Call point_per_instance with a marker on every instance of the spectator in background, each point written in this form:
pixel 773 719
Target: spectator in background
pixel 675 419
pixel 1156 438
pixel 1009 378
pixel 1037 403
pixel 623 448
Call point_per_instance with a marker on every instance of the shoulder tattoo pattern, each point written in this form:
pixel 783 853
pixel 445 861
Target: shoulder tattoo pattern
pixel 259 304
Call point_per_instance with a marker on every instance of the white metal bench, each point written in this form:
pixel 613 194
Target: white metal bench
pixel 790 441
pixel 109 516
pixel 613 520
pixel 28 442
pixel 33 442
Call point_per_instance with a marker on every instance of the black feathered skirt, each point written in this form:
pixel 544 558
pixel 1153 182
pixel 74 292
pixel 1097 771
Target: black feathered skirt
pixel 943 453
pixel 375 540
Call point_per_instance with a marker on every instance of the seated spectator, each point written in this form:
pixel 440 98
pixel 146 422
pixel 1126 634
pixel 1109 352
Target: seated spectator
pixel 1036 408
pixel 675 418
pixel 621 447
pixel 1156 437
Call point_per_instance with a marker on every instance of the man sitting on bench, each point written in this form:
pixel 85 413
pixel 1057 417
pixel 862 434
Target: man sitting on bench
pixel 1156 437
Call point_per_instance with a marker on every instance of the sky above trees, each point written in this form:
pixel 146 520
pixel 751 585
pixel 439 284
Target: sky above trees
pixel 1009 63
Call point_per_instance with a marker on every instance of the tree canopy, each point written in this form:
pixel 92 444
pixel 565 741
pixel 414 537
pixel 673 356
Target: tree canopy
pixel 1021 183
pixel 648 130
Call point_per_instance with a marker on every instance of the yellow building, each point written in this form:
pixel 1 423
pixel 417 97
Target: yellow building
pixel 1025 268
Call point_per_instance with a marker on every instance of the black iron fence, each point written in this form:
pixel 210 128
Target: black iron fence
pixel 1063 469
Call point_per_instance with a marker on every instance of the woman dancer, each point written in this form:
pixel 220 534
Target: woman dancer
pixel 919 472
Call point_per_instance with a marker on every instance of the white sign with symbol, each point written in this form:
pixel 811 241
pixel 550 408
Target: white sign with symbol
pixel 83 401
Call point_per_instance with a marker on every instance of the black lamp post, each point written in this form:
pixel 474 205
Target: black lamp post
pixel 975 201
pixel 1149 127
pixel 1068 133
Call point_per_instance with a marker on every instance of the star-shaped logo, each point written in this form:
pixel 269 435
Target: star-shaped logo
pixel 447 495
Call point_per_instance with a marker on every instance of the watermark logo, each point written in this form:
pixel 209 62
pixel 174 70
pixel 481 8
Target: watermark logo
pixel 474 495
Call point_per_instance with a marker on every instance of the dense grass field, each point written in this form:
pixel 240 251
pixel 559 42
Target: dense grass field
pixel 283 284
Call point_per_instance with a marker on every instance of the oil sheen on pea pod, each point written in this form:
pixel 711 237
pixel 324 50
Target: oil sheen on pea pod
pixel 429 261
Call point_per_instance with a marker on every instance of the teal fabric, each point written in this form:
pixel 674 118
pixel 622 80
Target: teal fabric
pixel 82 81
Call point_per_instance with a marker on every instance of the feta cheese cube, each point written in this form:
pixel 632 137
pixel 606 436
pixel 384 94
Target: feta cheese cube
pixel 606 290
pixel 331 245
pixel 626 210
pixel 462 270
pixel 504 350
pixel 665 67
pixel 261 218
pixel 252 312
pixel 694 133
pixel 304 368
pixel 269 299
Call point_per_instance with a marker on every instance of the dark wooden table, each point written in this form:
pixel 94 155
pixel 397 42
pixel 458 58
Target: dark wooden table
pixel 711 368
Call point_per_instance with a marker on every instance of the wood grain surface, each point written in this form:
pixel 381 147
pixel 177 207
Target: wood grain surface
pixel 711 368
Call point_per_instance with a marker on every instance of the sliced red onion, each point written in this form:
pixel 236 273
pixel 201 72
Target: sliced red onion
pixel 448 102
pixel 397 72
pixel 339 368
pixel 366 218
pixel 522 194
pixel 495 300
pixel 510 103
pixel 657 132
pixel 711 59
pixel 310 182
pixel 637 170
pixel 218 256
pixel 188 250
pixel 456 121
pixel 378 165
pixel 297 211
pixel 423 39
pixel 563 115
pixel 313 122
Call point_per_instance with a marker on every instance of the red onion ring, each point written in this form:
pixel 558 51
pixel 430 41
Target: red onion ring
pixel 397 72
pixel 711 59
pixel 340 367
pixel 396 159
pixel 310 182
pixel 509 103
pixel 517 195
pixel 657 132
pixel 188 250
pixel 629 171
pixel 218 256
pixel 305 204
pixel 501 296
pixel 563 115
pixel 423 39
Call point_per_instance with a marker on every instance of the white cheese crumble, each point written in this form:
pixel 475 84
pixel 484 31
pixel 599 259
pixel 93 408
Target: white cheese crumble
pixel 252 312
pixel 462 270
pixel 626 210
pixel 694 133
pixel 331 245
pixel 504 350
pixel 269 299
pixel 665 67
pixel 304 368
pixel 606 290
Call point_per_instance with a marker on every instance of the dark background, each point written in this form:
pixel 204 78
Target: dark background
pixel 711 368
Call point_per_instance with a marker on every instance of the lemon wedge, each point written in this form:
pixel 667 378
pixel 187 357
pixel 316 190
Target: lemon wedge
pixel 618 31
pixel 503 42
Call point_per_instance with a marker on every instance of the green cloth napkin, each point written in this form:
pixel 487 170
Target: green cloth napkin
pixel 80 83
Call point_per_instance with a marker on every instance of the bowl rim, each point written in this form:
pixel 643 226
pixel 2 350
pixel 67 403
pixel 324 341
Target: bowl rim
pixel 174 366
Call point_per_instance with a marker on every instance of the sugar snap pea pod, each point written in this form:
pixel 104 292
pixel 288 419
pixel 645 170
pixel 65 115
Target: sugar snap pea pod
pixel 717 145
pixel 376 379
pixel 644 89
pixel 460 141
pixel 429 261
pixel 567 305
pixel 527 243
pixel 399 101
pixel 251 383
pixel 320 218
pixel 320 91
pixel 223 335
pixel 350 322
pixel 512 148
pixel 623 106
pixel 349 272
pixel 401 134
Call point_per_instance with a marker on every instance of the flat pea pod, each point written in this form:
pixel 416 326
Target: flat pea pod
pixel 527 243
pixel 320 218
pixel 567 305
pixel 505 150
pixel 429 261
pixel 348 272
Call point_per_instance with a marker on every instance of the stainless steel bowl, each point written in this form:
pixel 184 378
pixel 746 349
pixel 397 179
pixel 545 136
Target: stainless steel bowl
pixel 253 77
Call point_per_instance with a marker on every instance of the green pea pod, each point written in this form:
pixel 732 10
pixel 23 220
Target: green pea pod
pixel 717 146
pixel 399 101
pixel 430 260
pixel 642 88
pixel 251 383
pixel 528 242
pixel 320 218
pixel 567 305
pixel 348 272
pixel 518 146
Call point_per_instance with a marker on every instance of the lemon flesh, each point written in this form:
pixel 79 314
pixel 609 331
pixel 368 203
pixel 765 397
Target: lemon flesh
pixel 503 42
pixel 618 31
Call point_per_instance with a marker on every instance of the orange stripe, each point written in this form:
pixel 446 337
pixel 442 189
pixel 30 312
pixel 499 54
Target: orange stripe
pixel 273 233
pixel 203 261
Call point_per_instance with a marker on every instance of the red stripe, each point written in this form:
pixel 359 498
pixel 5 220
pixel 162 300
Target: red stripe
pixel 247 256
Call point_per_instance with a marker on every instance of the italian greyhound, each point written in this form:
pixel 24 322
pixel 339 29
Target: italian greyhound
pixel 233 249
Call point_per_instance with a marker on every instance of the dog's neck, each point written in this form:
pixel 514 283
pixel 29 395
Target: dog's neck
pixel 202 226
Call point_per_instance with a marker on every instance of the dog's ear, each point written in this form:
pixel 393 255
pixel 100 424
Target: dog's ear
::::
Recast all the lines of the items above as a Markdown table with two columns, Row and Line. Number each row and omit blank lines.

| Row | Line |
|---|---|
| 1 | Call point_per_instance with a marker on every instance of the spectator in background, each point written in this form: |
| 2 | pixel 773 719 |
| 3 | Target: spectator in background |
| 4 | pixel 675 419 |
| 5 | pixel 1156 438 |
| 6 | pixel 1009 378 |
| 7 | pixel 1037 403 |
| 8 | pixel 623 448 |
| 9 | Call point_per_instance with a marker on every instance of the shoulder tattoo pattern, each point written in this form: |
| 10 | pixel 783 853 |
| 11 | pixel 445 861 |
| 12 | Target: shoulder tattoo pattern |
| 13 | pixel 259 304 |
| 14 | Call point_per_instance with a marker on every instance of the white metal bench, each point written in this form: |
| 15 | pixel 613 194 |
| 16 | Target: white metal bench |
| 17 | pixel 790 441 |
| 18 | pixel 109 516 |
| 19 | pixel 613 520 |
| 20 | pixel 28 442 |
| 21 | pixel 33 442 |
| 22 | Call point_per_instance with a marker on every instance of the black feathered skirt, each point written in this form: |
| 23 | pixel 544 558 |
| 24 | pixel 1153 182 |
| 25 | pixel 74 292 |
| 26 | pixel 1097 771 |
| 27 | Target: black feathered skirt |
| 28 | pixel 943 453 |
| 29 | pixel 375 540 |
| 30 | Call point_per_instance with a marker on every instance of the seated spectator, each point written in this form: |
| 31 | pixel 440 98 |
| 32 | pixel 146 422 |
| 33 | pixel 1126 634 |
| 34 | pixel 1109 352 |
| 35 | Target: seated spectator |
| 36 | pixel 1036 408 |
| 37 | pixel 675 418 |
| 38 | pixel 621 447 |
| 39 | pixel 1156 437 |
| 40 | Call point_per_instance with a marker on every instance of the man sitting on bench, each point written in this form: |
| 41 | pixel 85 413 |
| 42 | pixel 1057 417 |
| 43 | pixel 862 434 |
| 44 | Target: man sitting on bench |
| 45 | pixel 1156 437 |
| 46 | Call point_per_instance with a marker on every instance of the sky above trees, each point written in this form: |
| 47 | pixel 146 520 |
| 48 | pixel 751 585 |
| 49 | pixel 439 284 |
| 50 | Target: sky above trees |
| 51 | pixel 1009 63 |
| 52 | Call point_per_instance with a marker on every instance of the tree canopy, each point written in this form: |
| 53 | pixel 92 444 |
| 54 | pixel 565 741 |
| 55 | pixel 414 537 |
| 56 | pixel 673 356 |
| 57 | Target: tree canopy |
| 58 | pixel 1021 183 |
| 59 | pixel 648 130 |
| 60 | Call point_per_instance with a marker on every instance of the yellow building, each point written in this form: |
| 61 | pixel 1 423 |
| 62 | pixel 417 97 |
| 63 | Target: yellow building |
| 64 | pixel 1025 268 |
| 65 | Call point_per_instance with a marker on every instance of the black iron fence, each point written in this form: |
| 66 | pixel 210 128 |
| 67 | Target: black iron fence |
| 68 | pixel 1063 469 |
| 69 | Call point_per_instance with a marker on every instance of the woman dancer, each point written in this form: |
| 70 | pixel 220 534 |
| 71 | Target: woman dancer |
| 72 | pixel 919 472 |
| 73 | Call point_per_instance with a marker on every instance of the white sign with symbol, each point written in this form: |
| 74 | pixel 811 241 |
| 75 | pixel 550 408 |
| 76 | Target: white sign with symbol |
| 77 | pixel 83 401 |
| 78 | Call point_per_instance with a marker on every instance of the black lamp post, each point written in this form: |
| 79 | pixel 474 205 |
| 80 | Target: black lamp post |
| 81 | pixel 975 201 |
| 82 | pixel 1149 127 |
| 83 | pixel 1068 133 |
| 84 | Call point_per_instance with a marker on every instance of the star-shaped logo, each point written in this form: |
| 85 | pixel 269 435 |
| 86 | Target: star-shaped logo |
| 87 | pixel 447 495 |
| 88 | Call point_per_instance with a marker on every instance of the watermark logo, each point written in this form: |
| 89 | pixel 209 62 |
| 90 | pixel 174 70 |
| 91 | pixel 481 8 |
| 92 | Target: watermark logo |
| 93 | pixel 474 495 |
| 94 | Call point_per_instance with a marker on every instance of the dense grass field, each point written in this form: |
| 95 | pixel 240 251 |
| 96 | pixel 559 42 |
| 97 | Target: dense grass field |
| 98 | pixel 283 284 |
| 99 | Call point_per_instance with a marker on every instance of the oil sheen on pea pod, each point written in this form: |
| 100 | pixel 711 237 |
| 101 | pixel 324 50 |
| 102 | Target: oil sheen on pea pod |
| 103 | pixel 429 261 |
| 104 | Call point_per_instance with a marker on every instance of the teal fabric, each point written in this form: |
| 105 | pixel 674 118 |
| 106 | pixel 622 80 |
| 107 | Target: teal fabric |
| 108 | pixel 82 81 |
| 109 | Call point_per_instance with a marker on every instance of the feta cheese cube, each point written in this form: |
| 110 | pixel 632 137 |
| 111 | pixel 606 436 |
| 112 | pixel 384 94 |
| 113 | Target: feta cheese cube |
| 114 | pixel 606 290 |
| 115 | pixel 331 245 |
| 116 | pixel 626 210 |
| 117 | pixel 462 270 |
| 118 | pixel 504 350 |
| 119 | pixel 665 67 |
| 120 | pixel 261 218 |
| 121 | pixel 252 312 |
| 122 | pixel 694 133 |
| 123 | pixel 304 368 |
| 124 | pixel 269 299 |
| 125 | Call point_per_instance with a marker on every instance of the dark wooden table, each point written in this form: |
| 126 | pixel 94 155 |
| 127 | pixel 397 42 |
| 128 | pixel 458 58 |
| 129 | Target: dark wooden table |
| 130 | pixel 711 368 |
| 131 | Call point_per_instance with a marker on every instance of the wood grain surface, each point written in this form: |
| 132 | pixel 381 147 |
| 133 | pixel 177 207 |
| 134 | Target: wood grain surface |
| 135 | pixel 711 368 |
| 136 | Call point_per_instance with a marker on every instance of the sliced red onion, each point written in this form: |
| 137 | pixel 236 273 |
| 138 | pixel 201 72 |
| 139 | Target: sliced red onion |
| 140 | pixel 448 102 |
| 141 | pixel 397 72 |
| 142 | pixel 339 368 |
| 143 | pixel 366 218 |
| 144 | pixel 522 194 |
| 145 | pixel 495 300 |
| 146 | pixel 510 103 |
| 147 | pixel 657 132 |
| 148 | pixel 711 59 |
| 149 | pixel 310 182 |
| 150 | pixel 637 170 |
| 151 | pixel 218 256 |
| 152 | pixel 188 250 |
| 153 | pixel 456 121 |
| 154 | pixel 378 165 |
| 155 | pixel 297 211 |
| 156 | pixel 423 39 |
| 157 | pixel 563 115 |
| 158 | pixel 313 122 |
| 159 | Call point_per_instance with a marker on every instance of the red onion ring, each point written in this form: |
| 160 | pixel 558 51 |
| 161 | pixel 430 41 |
| 162 | Target: red onion ring |
| 163 | pixel 397 72 |
| 164 | pixel 711 59 |
| 165 | pixel 340 367 |
| 166 | pixel 396 159 |
| 167 | pixel 310 182 |
| 168 | pixel 509 103 |
| 169 | pixel 517 195 |
| 170 | pixel 657 132 |
| 171 | pixel 188 250 |
| 172 | pixel 629 171 |
| 173 | pixel 218 256 |
| 174 | pixel 305 204 |
| 175 | pixel 501 296 |
| 176 | pixel 563 115 |
| 177 | pixel 423 39 |
| 178 | Call point_per_instance with a marker on every instance of the white cheese crumble, each point written in this form: |
| 179 | pixel 475 84 |
| 180 | pixel 484 31 |
| 181 | pixel 599 259 |
| 182 | pixel 93 408 |
| 183 | Target: white cheese crumble |
| 184 | pixel 252 312 |
| 185 | pixel 462 270 |
| 186 | pixel 626 210 |
| 187 | pixel 694 133 |
| 188 | pixel 331 245 |
| 189 | pixel 504 350 |
| 190 | pixel 269 299 |
| 191 | pixel 665 67 |
| 192 | pixel 304 368 |
| 193 | pixel 606 290 |
| 194 | Call point_per_instance with a marker on every instance of the dark background, each point written in this form: |
| 195 | pixel 204 78 |
| 196 | Target: dark background |
| 197 | pixel 711 368 |
| 198 | Call point_per_instance with a marker on every instance of the lemon wedge, each point written in this form: |
| 199 | pixel 667 378 |
| 200 | pixel 187 357 |
| 201 | pixel 316 190 |
| 202 | Target: lemon wedge |
| 203 | pixel 618 31 |
| 204 | pixel 503 42 |
| 205 | Call point_per_instance with a marker on every instance of the green cloth napkin, each point written in this form: |
| 206 | pixel 487 170 |
| 207 | Target: green cloth napkin |
| 208 | pixel 80 83 |
| 209 | Call point_per_instance with a marker on every instance of the bowl rim, each point written in this form: |
| 210 | pixel 643 226 |
| 211 | pixel 2 350 |
| 212 | pixel 67 403 |
| 213 | pixel 324 341 |
| 214 | Target: bowl rim |
| 215 | pixel 174 366 |
| 216 | Call point_per_instance with a marker on every instance of the sugar snap pea pod, each point written in this form: |
| 217 | pixel 104 292 |
| 218 | pixel 288 419 |
| 219 | pixel 645 170 |
| 220 | pixel 65 115 |
| 221 | Target: sugar snap pea pod |
| 222 | pixel 717 145 |
| 223 | pixel 376 379 |
| 224 | pixel 644 89 |
| 225 | pixel 460 141 |
| 226 | pixel 429 261 |
| 227 | pixel 567 305 |
| 228 | pixel 527 243 |
| 229 | pixel 399 101 |
| 230 | pixel 251 383 |
| 231 | pixel 320 218 |
| 232 | pixel 320 91 |
| 233 | pixel 223 335 |
| 234 | pixel 350 322 |
| 235 | pixel 512 148 |
| 236 | pixel 623 106 |
| 237 | pixel 349 272 |
| 238 | pixel 401 134 |
| 239 | Call point_per_instance with a marker on every instance of the flat pea pod, each point written in this form: |
| 240 | pixel 416 326 |
| 241 | Target: flat pea pod |
| 242 | pixel 527 243 |
| 243 | pixel 320 218 |
| 244 | pixel 567 305 |
| 245 | pixel 505 150 |
| 246 | pixel 429 261 |
| 247 | pixel 348 272 |
| 248 | Call point_per_instance with a marker on every instance of the stainless steel bowl, each point written in this form: |
| 249 | pixel 184 378 |
| 250 | pixel 746 349 |
| 251 | pixel 397 179 |
| 252 | pixel 545 136 |
| 253 | Target: stainless steel bowl |
| 254 | pixel 253 77 |
| 255 | Call point_per_instance with a marker on every instance of the green pea pod, each point written in this form: |
| 256 | pixel 732 10 |
| 257 | pixel 23 220 |
| 258 | Target: green pea pod |
| 259 | pixel 717 146 |
| 260 | pixel 399 101 |
| 261 | pixel 430 260 |
| 262 | pixel 642 88 |
| 263 | pixel 251 383 |
| 264 | pixel 528 242 |
| 265 | pixel 320 218 |
| 266 | pixel 567 305 |
| 267 | pixel 348 272 |
| 268 | pixel 518 146 |
| 269 | Call point_per_instance with a marker on every instance of the lemon flesh, each point written in this form: |
| 270 | pixel 79 314 |
| 271 | pixel 609 331 |
| 272 | pixel 368 203 |
| 273 | pixel 765 397 |
| 274 | Target: lemon flesh |
| 275 | pixel 503 42 |
| 276 | pixel 618 31 |
| 277 | Call point_per_instance with a marker on every instance of the orange stripe, each point written in this form: |
| 278 | pixel 446 337 |
| 279 | pixel 442 189 |
| 280 | pixel 30 312 |
| 281 | pixel 499 54 |
| 282 | Target: orange stripe |
| 283 | pixel 273 233 |
| 284 | pixel 203 261 |
| 285 | Call point_per_instance with a marker on every instance of the red stripe, each point written in this form: |
| 286 | pixel 359 498 |
| 287 | pixel 5 220 |
| 288 | pixel 162 300 |
| 289 | Target: red stripe |
| 290 | pixel 247 256 |
| 291 | Call point_per_instance with a marker on every instance of the italian greyhound, each point written in this form: |
| 292 | pixel 24 322 |
| 293 | pixel 339 29 |
| 294 | Target: italian greyhound |
| 295 | pixel 233 249 |
| 296 | Call point_per_instance with a marker on every instance of the dog's neck, each point written in this form: |
| 297 | pixel 514 283 |
| 298 | pixel 29 395 |
| 299 | Target: dog's neck |
| 300 | pixel 202 226 |
| 301 | Call point_per_instance with a marker on every instance of the dog's ear, each point written in this form: |
| 302 | pixel 393 255 |
| 303 | pixel 100 424 |
| 304 | Target: dog's ear |